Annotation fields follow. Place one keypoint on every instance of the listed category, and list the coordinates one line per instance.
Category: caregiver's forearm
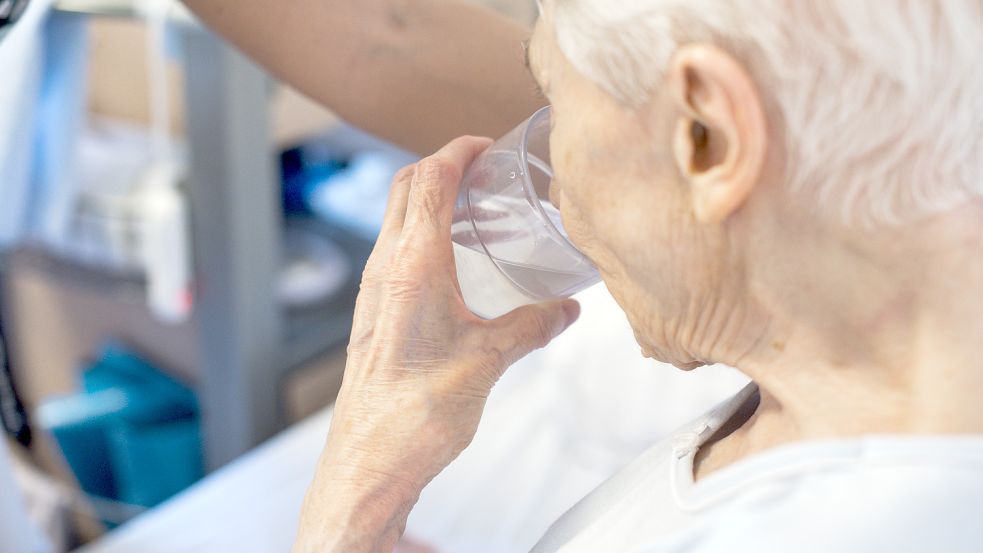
(417, 72)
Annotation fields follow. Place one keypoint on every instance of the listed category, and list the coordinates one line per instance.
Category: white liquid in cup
(509, 243)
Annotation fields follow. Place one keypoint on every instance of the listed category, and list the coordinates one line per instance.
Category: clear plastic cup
(509, 243)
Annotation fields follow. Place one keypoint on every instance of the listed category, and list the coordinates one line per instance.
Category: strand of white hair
(880, 102)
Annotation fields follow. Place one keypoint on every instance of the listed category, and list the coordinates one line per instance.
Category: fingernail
(572, 310)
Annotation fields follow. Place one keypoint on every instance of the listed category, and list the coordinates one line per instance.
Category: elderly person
(794, 189)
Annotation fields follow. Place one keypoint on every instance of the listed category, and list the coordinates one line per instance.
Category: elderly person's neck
(884, 335)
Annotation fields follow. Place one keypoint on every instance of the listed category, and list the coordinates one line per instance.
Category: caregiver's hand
(420, 367)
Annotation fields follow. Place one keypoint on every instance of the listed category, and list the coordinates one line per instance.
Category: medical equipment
(509, 243)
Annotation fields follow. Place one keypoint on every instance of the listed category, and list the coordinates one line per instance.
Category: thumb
(534, 326)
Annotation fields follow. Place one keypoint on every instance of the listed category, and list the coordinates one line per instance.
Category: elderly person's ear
(720, 141)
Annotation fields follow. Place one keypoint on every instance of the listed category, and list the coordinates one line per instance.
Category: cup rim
(530, 190)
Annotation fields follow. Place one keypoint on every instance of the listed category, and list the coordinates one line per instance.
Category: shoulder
(907, 507)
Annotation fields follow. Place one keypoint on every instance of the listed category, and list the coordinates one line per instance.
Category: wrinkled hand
(420, 366)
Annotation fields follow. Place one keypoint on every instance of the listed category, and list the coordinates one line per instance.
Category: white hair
(880, 102)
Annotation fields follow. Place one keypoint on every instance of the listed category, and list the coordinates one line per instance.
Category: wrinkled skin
(420, 366)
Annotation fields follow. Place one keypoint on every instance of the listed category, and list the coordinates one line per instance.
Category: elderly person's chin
(658, 354)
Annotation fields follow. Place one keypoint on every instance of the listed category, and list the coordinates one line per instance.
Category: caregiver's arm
(416, 72)
(420, 367)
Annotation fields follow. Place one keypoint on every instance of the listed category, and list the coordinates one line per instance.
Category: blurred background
(182, 239)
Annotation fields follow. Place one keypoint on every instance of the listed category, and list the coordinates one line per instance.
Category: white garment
(875, 493)
(561, 421)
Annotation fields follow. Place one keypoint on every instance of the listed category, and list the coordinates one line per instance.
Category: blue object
(132, 435)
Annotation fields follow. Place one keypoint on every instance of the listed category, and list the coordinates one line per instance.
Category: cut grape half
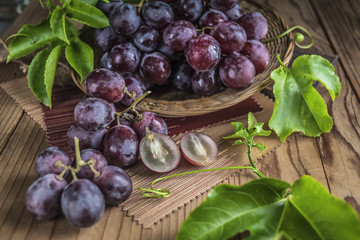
(198, 148)
(159, 152)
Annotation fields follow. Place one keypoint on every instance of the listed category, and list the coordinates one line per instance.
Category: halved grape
(159, 152)
(198, 148)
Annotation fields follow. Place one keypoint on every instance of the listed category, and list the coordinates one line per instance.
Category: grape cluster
(158, 43)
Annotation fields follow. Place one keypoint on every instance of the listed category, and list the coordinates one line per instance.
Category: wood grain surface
(333, 158)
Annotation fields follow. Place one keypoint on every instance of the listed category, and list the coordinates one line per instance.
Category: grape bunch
(188, 44)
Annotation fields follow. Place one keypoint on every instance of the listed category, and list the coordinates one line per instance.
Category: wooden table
(333, 158)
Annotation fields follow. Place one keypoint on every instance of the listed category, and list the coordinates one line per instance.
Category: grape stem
(298, 38)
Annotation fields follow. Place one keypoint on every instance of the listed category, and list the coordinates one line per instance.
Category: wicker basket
(169, 102)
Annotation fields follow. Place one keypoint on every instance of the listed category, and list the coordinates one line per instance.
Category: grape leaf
(298, 106)
(262, 207)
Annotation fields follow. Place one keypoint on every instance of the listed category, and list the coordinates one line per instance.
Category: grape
(198, 148)
(181, 76)
(157, 14)
(120, 146)
(82, 203)
(86, 155)
(105, 84)
(155, 68)
(124, 19)
(146, 39)
(223, 5)
(203, 52)
(133, 83)
(177, 34)
(106, 38)
(190, 10)
(45, 162)
(205, 83)
(237, 71)
(42, 199)
(93, 114)
(159, 152)
(255, 25)
(151, 121)
(258, 54)
(211, 18)
(230, 35)
(234, 13)
(86, 139)
(115, 184)
(125, 57)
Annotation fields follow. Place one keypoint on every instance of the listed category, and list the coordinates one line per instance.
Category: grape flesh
(198, 148)
(151, 121)
(205, 83)
(93, 114)
(203, 52)
(237, 71)
(177, 34)
(82, 203)
(255, 25)
(155, 68)
(86, 155)
(45, 162)
(105, 84)
(115, 184)
(42, 199)
(258, 54)
(120, 146)
(124, 19)
(125, 57)
(159, 152)
(230, 35)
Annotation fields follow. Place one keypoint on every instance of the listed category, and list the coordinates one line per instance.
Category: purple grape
(106, 38)
(237, 71)
(230, 35)
(223, 5)
(181, 76)
(82, 203)
(105, 84)
(93, 114)
(205, 83)
(190, 10)
(157, 14)
(151, 121)
(86, 139)
(125, 57)
(155, 68)
(120, 146)
(124, 19)
(211, 18)
(134, 83)
(255, 25)
(45, 162)
(42, 199)
(258, 54)
(115, 184)
(234, 13)
(177, 34)
(203, 52)
(146, 39)
(86, 155)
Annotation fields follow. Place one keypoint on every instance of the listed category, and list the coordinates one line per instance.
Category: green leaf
(58, 23)
(262, 207)
(87, 14)
(30, 38)
(298, 106)
(80, 57)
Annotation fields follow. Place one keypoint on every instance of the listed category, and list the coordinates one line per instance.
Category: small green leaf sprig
(52, 37)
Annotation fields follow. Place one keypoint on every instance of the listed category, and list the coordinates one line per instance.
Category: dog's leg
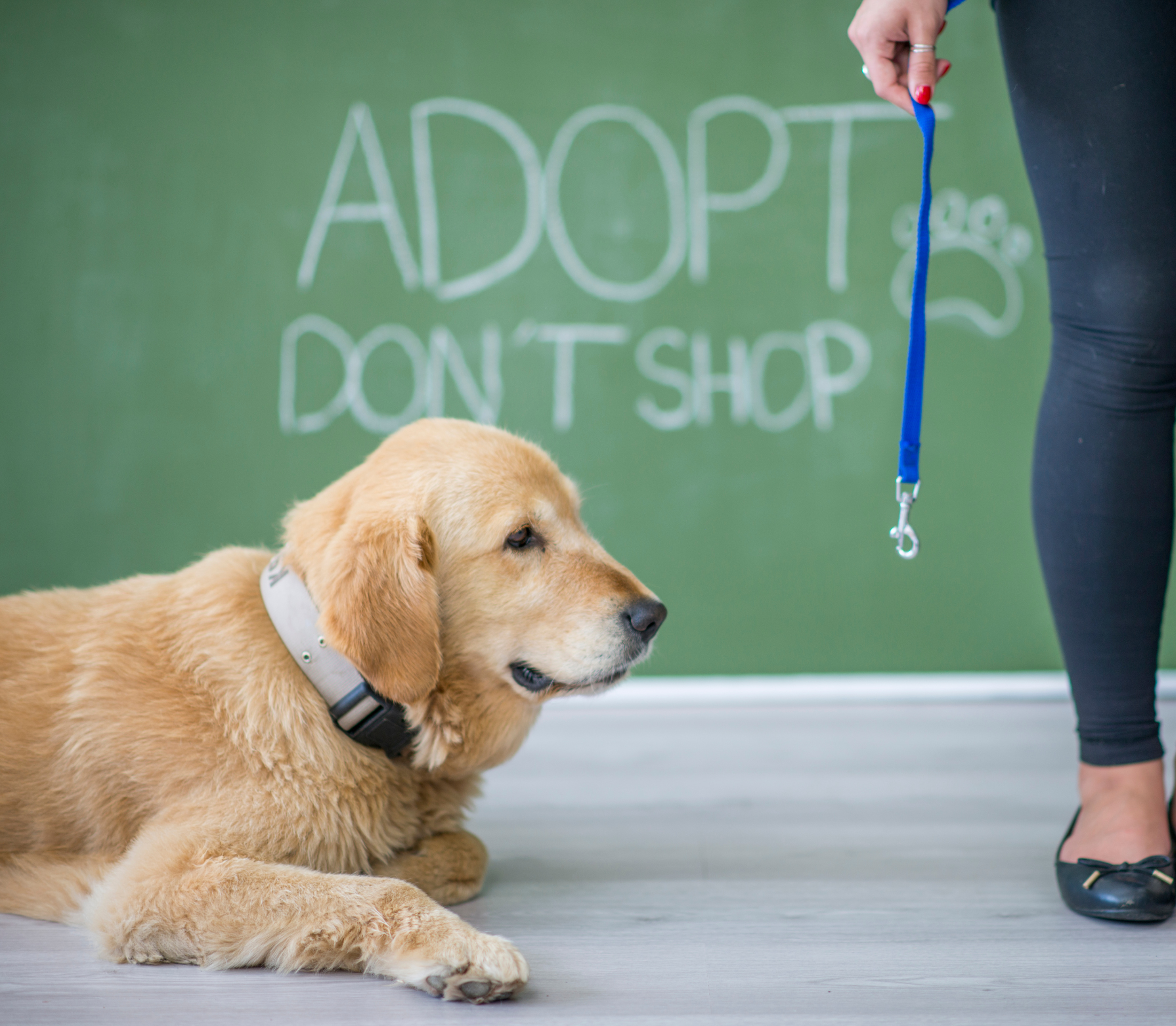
(50, 887)
(450, 868)
(173, 901)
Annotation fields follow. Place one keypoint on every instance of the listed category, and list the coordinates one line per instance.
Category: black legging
(1094, 93)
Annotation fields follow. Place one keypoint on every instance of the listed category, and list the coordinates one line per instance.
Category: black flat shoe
(1131, 892)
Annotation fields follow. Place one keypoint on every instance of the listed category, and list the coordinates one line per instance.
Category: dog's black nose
(645, 617)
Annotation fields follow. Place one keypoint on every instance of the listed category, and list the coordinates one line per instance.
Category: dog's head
(453, 570)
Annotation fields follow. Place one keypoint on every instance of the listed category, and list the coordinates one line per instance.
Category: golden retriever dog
(172, 780)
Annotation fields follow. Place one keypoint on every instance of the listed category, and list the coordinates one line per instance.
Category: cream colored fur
(171, 780)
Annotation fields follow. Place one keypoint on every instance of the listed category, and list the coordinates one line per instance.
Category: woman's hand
(884, 32)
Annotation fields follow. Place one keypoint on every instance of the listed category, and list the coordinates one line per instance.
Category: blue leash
(916, 349)
(916, 352)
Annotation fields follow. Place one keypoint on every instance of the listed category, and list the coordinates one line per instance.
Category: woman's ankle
(1124, 814)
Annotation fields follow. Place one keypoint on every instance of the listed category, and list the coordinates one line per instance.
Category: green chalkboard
(669, 241)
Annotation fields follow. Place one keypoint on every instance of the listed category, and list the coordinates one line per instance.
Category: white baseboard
(839, 689)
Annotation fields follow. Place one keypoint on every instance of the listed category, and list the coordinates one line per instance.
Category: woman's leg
(1094, 93)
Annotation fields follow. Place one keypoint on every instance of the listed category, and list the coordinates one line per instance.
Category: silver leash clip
(904, 530)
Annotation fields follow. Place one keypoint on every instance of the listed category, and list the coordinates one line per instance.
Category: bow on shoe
(1151, 864)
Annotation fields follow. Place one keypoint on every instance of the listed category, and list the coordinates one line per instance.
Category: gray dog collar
(358, 710)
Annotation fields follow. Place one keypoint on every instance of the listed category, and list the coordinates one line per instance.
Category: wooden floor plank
(715, 866)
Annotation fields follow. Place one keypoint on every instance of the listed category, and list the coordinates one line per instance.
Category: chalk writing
(745, 381)
(982, 228)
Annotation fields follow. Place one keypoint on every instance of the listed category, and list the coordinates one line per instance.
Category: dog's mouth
(533, 681)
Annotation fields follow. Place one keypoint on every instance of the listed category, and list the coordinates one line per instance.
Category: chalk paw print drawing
(981, 227)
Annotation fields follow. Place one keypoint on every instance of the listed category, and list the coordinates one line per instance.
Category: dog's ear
(378, 603)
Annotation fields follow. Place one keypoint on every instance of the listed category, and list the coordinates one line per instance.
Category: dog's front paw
(450, 959)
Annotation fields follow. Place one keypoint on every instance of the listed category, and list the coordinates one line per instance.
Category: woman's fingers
(886, 77)
(886, 33)
(921, 73)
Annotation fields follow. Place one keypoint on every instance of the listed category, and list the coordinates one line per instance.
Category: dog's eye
(521, 539)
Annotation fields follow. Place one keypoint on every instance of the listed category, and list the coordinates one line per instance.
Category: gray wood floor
(883, 864)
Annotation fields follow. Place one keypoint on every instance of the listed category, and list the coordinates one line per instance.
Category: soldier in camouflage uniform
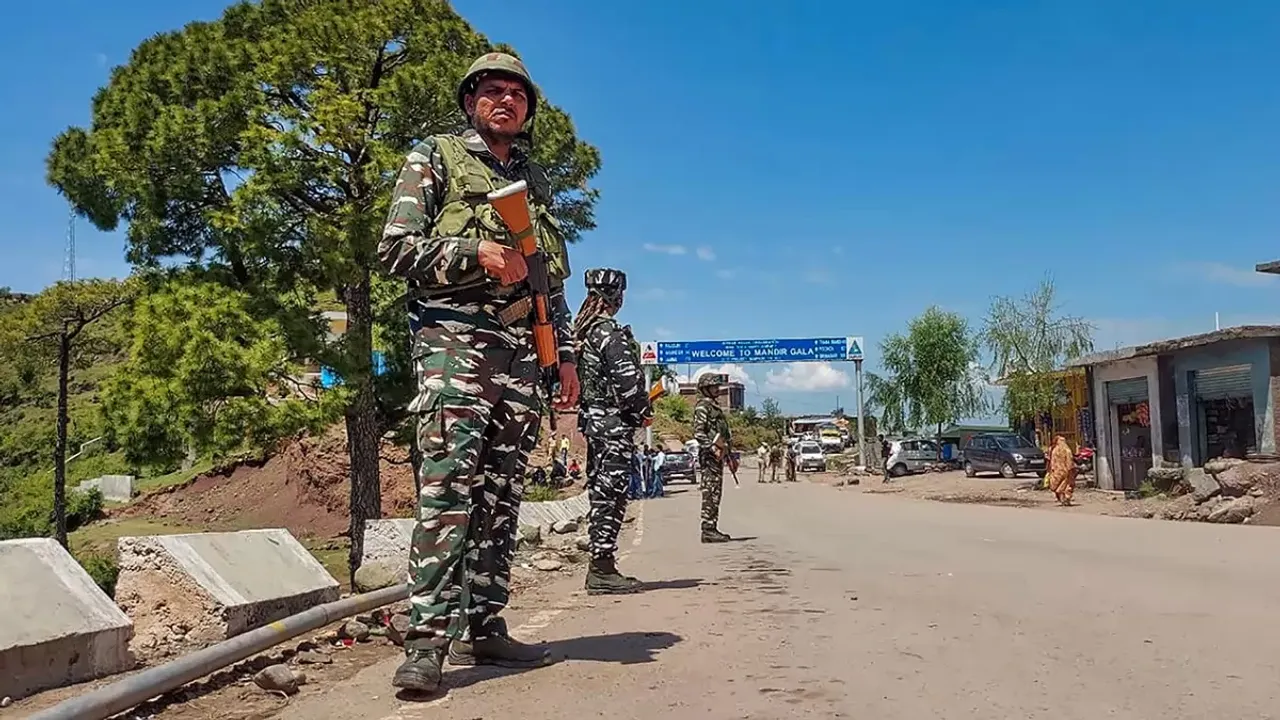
(613, 405)
(478, 405)
(711, 428)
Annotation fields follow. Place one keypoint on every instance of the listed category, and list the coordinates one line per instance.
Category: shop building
(1183, 401)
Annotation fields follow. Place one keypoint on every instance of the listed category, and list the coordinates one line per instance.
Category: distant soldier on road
(479, 406)
(714, 449)
(612, 408)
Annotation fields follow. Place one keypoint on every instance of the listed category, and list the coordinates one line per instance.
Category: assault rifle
(512, 205)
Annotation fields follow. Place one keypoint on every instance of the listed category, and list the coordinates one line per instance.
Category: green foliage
(104, 569)
(673, 408)
(1028, 341)
(263, 146)
(27, 510)
(204, 377)
(931, 374)
(540, 493)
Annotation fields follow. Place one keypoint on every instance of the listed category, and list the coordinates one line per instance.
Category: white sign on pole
(648, 352)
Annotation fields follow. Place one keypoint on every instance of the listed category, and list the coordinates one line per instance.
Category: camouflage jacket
(613, 395)
(709, 420)
(439, 215)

————

__GIVEN INSTRUCTION__. Find each line in the rows above that contains the string "hand", treating uppercase and lowercase as different, and copy those lines out in full.

__TASK SOLUTION__.
Category: caregiver's hand
Category: wrinkled hand
Category: woman's hand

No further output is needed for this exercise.